:: SELECTED EXCERPT ::
============================================================

In May 2013, Maryland lawmakers passed a cyberbullying law, making it a misdemeanor to use a computer to “inflict serious emotional distress on a minor.”
Although the Maryland American Civil Liberties Union’s policy director told the Baltimore Sun “portions of this bill are unconstitutional” because the bill too broadly restricts free speech, the ACLU currently has no plans to file a lawsuit.
Violators face up to one year in jail or a $500 fine. Eighteen states have cyberbullying laws, and one similar to Maryland’s is under consideration in Congress. Federal statistics, however, show bullying has been declining for two decades.
Now the Maryland attorney general has partnered with Facebook to let school officials flag for removal online posts they deem harmful. All Maryland schools must now assign an employee to alert Facebook of what they consider questionable material.
“The pilot project is designed to allow for a more direct line of communication between schools and Facebook when potential cyberbullying occurrences may not be resolved through Facebook’s normal reporting process or require more immediate attention,” said Alan Brody, a spokesman for Maryland’s attorney general.
He was quick to note school officials can’t tell Facebook what to censor but can only advise them of material they find offensive.

============================================================

:: EXTRACTED INFORMATION ::
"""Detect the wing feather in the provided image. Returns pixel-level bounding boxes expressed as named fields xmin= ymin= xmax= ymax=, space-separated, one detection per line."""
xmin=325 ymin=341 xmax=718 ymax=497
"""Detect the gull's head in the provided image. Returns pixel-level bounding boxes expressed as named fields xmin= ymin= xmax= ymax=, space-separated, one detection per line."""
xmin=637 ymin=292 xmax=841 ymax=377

============================================================

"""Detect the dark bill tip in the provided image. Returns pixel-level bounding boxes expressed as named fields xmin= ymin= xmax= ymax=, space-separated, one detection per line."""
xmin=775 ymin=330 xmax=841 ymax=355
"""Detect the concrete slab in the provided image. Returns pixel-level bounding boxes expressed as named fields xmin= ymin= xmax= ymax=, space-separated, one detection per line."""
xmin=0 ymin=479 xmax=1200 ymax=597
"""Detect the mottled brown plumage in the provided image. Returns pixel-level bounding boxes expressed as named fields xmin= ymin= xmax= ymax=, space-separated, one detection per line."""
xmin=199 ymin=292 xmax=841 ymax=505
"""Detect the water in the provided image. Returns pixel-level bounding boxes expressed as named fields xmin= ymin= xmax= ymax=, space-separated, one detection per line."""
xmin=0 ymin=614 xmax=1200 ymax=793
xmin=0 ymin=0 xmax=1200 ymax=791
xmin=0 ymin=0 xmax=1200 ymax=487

============================================================

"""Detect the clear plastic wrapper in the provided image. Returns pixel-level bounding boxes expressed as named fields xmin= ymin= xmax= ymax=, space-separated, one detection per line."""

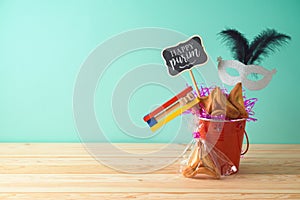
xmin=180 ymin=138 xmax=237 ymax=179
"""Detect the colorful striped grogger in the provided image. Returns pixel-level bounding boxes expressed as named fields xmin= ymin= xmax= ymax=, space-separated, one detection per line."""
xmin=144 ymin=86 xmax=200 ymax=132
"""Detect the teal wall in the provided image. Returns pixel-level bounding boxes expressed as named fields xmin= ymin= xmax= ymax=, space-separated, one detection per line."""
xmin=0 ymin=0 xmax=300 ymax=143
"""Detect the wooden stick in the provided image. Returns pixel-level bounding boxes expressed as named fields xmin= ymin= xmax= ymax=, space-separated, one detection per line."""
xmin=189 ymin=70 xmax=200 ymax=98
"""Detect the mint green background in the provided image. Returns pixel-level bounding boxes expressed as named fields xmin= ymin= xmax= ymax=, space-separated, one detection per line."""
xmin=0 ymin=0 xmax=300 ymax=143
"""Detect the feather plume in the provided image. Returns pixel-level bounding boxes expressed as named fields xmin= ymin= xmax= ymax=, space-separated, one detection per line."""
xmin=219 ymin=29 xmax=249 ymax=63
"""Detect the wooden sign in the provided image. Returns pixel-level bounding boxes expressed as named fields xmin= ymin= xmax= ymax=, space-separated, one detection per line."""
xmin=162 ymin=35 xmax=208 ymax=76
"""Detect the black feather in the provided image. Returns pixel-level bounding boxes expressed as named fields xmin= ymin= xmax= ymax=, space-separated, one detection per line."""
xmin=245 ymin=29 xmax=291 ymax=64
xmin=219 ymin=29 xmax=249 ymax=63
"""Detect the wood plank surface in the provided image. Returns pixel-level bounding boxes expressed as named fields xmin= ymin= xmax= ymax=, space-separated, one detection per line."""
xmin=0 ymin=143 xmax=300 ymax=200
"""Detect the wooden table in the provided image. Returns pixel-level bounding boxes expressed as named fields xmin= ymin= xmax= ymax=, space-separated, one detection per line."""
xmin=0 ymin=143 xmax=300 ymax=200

============================================================

:: INSTRUCTIONS ::
(1) In the passage on Maryland's cyberbullying law, what penalty do violators face?
(2) Say whether each statement agrees with the passage on Maryland's cyberbullying law, answering yes or no and quoting the words that decide it: (a) The ACLU plans to file a lawsuit against the law. (b) Eighteen states have cyberbullying laws. (c) School officials can tell Facebook what to censor.
(3) Carry the passage on Maryland's cyberbullying law forward from its final sentence.
The entries play no part in what you are asked to do here.

:: PER-TASK ANSWERS ::
(1) Up to one year in jail or a $500 fine.

(2)
(a) No: "the ACLU currently has no plans to file a lawsuit"
(b) Yes: "Eighteen states have cyberbullying laws"
(c) No: "school officials can’t tell Facebook what to censor but can only advise them of material they find offensive"

(3)
‘Sufficient Remedies’ Already in Place
“Existing laws against harassment already provide significant remedies against bad behavior, whether online or off,” said Walter Olson, a Cato Institute senior fellow in legal affairs. “Controversies like these may lead more people to question the premises that (1) online behavior is somehow so dangerous in itself that it needs extra-stringent rules that we would not apply to in-person or in-real-life social interactions and (2) that the government—and schools in particular—should intervene in proactive ways in the conversations students get into outside school hours.”
Many anti-bullying laws make schools responsible for students’ behavior off school property and after school hours.
Courts have typically ruled against laws criminalizing behavior that inflicts “emotional distress” on others, ruling such laws too broadly restrict free speech.
As a private entity, Facebook may legally delete any posts its administrators wish, and it already has policies that allow people to complain about certain posts or behavior on the site. If the pilot goes well in Maryland, Facebook may expand it nationwide.
Image by MarylandGovPics.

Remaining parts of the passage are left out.